Page excerpt:

Adam Glapiński.PAP/Radek Pietruszka

Adam Glapiński made the prediction at a news conference in Warsaw on Thursday, public broadcaster Polish Radio’s IAR news agency reported.

A day earlier, the Polish central bank's rate-setting Monetary Policy Council left interest rates unchanged, keeping the reference rate at 6.75 percent.

The panel had earlier delivered a string of rate hikes in an effort to contain surging consumer prices. 

Inflation in Poland stood at 14.7 percent in April, according to a flash estimate by the country’s statistics office.

Meanwhile, core inflation, excluding the prices of food and energy, was 12.3 percent in March, down from 12 percent in February, the central bank has said. 

Core inflation to subside

Glapiński told reporters on Thursday that "Poland’s inflation rate is falling very fast.”

He said: “Core inflation … remains high in many countries, including the eurozone countries and the United States, and especially the countries of our region. There is nothing extraordinary about Poland’s core inflation.”

Glapiński added: “In most countries in Central and Eastern Europe, inflation stands at around 12 percent, and so is at a similar level as in Poland. The situation in our country is not miraculously better than in other countries, but it is not bad, either.”

The task:
In the article on Polish inflation, at what level did the Monetary Policy Council keep the reference rate? The items that come next are drawn from a separate source.

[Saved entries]
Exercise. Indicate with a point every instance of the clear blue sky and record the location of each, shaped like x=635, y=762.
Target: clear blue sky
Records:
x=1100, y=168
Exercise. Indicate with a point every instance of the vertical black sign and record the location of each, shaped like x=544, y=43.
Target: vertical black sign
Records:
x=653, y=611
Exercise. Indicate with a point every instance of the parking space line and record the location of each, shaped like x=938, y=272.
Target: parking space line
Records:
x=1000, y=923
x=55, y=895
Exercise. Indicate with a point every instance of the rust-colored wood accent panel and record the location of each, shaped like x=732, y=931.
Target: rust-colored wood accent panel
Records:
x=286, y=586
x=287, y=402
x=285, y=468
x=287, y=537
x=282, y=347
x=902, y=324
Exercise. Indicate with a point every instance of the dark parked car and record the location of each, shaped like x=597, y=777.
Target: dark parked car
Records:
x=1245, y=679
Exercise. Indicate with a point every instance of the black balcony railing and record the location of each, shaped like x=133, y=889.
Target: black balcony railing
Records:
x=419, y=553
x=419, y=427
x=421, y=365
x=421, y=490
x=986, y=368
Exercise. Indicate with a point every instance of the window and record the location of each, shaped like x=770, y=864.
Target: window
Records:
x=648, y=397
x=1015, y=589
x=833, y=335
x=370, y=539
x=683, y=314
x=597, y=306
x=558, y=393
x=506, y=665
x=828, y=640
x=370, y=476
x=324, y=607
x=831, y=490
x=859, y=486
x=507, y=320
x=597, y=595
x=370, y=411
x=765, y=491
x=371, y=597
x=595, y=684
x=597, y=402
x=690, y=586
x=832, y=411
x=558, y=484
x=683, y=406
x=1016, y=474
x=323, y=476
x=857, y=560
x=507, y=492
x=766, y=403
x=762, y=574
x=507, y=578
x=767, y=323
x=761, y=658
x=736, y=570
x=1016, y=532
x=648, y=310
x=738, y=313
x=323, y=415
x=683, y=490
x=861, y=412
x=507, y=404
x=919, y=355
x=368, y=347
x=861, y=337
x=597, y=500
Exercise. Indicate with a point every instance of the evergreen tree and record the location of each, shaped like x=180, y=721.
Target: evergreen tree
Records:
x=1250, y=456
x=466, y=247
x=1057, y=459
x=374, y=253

Final answer:
6.75 percent.